Return each line in the records below that contains the string "with".

[Start of DATA LISTING]

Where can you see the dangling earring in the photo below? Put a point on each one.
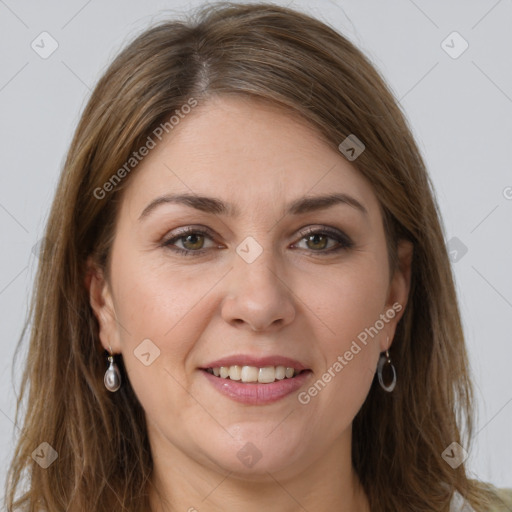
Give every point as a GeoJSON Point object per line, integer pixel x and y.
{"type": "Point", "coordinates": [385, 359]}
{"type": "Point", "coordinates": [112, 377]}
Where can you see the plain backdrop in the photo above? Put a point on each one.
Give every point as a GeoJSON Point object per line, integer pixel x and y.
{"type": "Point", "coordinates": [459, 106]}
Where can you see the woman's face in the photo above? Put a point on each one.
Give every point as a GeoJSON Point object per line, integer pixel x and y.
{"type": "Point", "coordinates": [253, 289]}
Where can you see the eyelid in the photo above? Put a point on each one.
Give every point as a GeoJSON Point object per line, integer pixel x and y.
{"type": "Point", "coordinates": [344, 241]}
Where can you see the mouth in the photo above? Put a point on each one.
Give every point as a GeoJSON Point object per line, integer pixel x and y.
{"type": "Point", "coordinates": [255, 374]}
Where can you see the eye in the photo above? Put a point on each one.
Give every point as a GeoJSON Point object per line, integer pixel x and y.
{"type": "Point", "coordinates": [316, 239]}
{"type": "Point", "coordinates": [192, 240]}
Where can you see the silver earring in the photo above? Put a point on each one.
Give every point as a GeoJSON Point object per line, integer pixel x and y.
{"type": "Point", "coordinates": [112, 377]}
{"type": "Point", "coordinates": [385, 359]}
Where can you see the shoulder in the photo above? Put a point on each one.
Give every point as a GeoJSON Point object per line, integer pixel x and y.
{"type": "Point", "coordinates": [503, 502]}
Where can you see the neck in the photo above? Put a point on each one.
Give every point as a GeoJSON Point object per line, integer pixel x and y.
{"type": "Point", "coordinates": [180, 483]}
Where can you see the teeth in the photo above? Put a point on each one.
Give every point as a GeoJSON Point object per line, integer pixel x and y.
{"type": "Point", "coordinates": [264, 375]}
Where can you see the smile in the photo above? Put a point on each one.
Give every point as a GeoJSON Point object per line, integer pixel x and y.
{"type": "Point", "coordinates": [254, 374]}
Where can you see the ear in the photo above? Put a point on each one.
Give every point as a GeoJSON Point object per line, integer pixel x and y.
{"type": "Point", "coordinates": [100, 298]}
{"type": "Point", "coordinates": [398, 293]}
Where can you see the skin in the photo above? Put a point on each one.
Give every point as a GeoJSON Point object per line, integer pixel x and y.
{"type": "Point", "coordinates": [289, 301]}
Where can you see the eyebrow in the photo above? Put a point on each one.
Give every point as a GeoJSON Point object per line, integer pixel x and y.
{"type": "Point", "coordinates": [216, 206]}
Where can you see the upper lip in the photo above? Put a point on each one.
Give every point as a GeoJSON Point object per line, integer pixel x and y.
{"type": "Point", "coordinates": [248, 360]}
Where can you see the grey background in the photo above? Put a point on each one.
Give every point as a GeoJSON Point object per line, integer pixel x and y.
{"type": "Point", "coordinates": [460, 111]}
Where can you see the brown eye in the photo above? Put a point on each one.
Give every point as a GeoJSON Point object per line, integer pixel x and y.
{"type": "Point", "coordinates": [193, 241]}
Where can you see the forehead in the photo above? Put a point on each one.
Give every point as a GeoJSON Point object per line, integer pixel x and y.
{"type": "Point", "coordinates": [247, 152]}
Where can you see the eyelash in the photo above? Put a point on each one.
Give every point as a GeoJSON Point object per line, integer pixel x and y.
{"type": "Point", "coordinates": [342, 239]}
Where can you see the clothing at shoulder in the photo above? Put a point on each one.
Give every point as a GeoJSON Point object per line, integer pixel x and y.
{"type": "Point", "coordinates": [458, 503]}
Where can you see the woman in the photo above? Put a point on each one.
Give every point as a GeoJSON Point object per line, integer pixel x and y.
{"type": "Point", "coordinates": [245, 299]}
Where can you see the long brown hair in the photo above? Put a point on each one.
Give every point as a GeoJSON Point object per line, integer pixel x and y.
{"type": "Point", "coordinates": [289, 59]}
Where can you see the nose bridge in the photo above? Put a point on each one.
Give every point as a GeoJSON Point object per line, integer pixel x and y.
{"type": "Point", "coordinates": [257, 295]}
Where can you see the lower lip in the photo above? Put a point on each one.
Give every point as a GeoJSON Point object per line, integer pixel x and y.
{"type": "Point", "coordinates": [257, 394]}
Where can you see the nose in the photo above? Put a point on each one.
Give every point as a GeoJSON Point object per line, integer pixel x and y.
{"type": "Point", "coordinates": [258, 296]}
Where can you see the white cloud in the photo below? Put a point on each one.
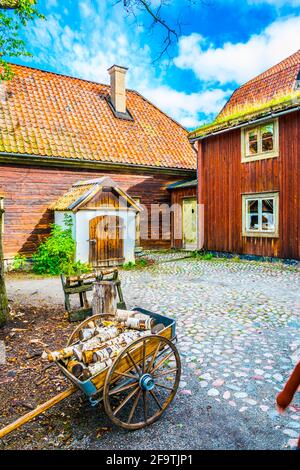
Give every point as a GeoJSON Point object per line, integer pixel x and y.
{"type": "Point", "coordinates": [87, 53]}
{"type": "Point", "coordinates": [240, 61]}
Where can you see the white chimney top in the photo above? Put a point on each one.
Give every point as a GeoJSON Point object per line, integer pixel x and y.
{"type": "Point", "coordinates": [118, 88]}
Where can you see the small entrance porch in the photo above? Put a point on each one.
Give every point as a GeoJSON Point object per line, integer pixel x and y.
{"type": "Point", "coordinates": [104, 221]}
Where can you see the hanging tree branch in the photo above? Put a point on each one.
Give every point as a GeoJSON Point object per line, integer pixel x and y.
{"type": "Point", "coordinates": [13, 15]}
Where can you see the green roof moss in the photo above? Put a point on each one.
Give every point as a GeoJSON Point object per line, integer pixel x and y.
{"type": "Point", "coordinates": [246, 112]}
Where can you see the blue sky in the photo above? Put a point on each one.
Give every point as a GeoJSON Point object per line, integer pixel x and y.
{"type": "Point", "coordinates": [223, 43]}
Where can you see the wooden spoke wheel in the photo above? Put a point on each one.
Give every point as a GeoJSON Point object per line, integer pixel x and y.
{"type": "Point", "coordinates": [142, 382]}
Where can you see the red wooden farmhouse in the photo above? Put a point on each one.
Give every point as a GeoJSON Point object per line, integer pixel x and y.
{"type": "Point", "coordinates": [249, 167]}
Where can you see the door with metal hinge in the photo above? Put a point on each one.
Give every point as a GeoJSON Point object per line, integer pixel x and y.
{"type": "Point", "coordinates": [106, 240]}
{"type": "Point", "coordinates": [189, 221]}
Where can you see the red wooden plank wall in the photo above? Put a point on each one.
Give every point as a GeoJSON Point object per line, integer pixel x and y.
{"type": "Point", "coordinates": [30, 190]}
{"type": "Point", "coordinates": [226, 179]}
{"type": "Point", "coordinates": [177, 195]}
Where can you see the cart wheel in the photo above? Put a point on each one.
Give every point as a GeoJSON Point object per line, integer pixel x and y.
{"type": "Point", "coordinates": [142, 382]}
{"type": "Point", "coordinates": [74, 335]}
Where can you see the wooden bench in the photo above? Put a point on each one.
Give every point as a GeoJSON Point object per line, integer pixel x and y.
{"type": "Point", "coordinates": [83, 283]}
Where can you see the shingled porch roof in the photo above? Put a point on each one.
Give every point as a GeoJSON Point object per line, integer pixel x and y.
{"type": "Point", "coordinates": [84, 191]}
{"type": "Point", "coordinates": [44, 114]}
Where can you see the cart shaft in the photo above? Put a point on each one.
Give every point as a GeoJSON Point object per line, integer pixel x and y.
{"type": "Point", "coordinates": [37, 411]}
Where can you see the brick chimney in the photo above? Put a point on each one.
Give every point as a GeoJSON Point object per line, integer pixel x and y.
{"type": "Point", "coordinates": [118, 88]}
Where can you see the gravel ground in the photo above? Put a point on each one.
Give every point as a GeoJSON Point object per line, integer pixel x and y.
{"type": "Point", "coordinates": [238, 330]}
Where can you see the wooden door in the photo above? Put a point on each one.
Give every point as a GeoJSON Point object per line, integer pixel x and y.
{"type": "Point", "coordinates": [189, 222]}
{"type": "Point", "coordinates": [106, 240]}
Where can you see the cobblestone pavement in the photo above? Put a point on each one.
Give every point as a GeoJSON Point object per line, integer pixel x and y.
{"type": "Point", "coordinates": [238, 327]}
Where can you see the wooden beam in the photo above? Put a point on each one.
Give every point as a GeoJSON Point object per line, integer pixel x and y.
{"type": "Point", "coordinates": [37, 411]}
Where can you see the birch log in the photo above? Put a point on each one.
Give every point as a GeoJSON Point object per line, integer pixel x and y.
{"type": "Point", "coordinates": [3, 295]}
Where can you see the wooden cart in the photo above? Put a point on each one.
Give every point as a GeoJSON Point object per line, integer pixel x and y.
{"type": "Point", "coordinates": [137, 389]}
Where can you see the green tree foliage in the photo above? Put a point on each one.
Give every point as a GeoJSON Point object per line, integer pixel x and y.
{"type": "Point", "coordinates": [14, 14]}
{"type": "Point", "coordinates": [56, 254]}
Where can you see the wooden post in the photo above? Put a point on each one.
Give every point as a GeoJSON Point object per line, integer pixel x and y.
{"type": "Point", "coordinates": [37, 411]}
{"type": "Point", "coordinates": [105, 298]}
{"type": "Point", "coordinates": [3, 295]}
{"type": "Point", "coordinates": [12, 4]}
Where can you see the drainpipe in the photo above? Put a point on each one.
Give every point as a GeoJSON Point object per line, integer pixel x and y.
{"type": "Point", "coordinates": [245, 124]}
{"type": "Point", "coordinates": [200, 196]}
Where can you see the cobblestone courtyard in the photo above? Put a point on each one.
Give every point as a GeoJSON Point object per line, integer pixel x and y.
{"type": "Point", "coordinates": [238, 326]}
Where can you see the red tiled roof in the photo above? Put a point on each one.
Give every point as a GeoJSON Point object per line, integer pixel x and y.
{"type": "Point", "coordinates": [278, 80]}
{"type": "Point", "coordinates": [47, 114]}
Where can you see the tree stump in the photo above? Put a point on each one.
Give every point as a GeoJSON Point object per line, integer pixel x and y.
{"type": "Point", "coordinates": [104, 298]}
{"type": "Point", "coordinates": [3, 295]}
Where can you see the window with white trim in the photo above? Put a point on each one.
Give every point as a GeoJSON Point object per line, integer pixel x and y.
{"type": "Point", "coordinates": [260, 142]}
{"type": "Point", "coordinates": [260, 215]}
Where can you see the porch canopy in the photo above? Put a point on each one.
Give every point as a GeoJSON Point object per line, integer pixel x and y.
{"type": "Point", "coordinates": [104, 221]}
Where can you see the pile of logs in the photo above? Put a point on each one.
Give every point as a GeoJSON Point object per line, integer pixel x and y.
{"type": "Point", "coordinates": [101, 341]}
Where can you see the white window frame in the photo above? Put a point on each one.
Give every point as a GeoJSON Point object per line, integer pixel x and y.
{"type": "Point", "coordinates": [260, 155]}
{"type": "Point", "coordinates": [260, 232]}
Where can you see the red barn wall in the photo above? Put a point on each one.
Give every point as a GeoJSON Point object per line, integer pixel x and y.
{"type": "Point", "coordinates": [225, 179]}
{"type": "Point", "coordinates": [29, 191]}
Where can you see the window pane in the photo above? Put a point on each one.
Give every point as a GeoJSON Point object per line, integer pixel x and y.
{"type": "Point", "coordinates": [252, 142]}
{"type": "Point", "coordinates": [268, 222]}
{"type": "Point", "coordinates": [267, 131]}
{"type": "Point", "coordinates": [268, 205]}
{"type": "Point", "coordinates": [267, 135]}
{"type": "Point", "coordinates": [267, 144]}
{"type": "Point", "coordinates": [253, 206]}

[End of DATA LISTING]
[Start of DATA LISTING]

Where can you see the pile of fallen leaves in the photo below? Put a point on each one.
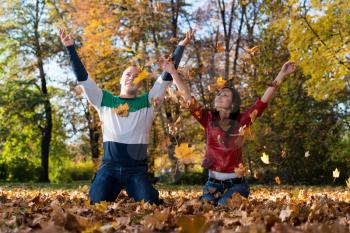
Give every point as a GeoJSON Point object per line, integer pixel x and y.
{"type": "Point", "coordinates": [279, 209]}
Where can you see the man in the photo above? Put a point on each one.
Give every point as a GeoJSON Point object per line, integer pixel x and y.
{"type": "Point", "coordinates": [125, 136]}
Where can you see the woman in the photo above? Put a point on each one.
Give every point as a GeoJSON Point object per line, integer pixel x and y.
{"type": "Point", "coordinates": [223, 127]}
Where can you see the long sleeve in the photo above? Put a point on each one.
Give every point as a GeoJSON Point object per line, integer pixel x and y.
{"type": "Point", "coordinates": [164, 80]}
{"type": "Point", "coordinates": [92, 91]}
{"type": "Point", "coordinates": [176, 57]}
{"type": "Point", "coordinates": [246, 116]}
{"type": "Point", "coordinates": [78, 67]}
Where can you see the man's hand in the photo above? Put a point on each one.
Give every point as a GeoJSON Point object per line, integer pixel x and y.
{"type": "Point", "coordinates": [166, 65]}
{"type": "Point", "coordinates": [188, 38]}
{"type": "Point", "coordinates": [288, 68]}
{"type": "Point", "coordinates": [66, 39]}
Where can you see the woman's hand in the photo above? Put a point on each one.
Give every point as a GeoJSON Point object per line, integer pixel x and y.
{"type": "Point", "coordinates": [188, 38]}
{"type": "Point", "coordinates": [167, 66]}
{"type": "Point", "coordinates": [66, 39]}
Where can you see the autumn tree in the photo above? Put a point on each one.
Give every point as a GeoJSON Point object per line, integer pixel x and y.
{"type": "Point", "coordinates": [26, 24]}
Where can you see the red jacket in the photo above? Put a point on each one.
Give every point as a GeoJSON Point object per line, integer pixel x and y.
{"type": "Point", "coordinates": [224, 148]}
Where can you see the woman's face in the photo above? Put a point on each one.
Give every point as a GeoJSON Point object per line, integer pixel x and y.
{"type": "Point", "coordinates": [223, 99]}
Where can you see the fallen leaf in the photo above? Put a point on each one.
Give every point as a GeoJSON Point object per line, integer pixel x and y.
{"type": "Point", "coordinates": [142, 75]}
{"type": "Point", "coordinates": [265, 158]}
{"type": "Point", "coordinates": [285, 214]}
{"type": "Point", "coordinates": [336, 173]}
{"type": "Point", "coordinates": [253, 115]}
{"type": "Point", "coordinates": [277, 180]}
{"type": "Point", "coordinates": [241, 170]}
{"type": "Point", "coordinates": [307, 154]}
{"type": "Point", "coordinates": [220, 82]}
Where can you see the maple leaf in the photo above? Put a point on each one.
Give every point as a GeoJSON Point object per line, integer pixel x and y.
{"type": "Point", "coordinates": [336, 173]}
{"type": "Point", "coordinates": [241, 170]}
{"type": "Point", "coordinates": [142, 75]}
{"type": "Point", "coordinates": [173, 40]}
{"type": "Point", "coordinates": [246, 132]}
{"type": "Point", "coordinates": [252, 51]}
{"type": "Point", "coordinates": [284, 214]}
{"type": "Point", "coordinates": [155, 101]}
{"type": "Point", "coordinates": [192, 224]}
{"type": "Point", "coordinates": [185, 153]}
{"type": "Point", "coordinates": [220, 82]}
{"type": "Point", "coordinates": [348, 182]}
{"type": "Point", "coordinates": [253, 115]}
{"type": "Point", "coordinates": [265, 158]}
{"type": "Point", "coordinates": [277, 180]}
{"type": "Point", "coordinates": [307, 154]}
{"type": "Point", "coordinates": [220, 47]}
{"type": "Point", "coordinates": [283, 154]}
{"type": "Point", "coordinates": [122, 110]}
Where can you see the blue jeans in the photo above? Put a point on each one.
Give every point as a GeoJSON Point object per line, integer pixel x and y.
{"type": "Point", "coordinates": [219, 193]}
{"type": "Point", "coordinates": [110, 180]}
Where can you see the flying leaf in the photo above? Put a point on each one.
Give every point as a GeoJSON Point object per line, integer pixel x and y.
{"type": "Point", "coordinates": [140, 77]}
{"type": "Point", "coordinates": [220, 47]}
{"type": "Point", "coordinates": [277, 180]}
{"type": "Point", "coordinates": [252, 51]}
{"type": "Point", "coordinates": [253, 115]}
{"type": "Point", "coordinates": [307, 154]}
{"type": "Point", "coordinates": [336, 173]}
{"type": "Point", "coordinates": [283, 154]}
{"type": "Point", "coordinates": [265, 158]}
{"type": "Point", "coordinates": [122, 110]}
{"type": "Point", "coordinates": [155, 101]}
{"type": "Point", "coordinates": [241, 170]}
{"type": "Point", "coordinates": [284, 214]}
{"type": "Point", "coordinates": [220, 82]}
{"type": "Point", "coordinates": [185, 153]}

[End of DATA LISTING]

> _EXERCISE RESPONSE_
Where can you see the door with metal hinge in the photo above? Put a point on each one.
Where can you see the window with white trim in the photo above? Put a point on each one.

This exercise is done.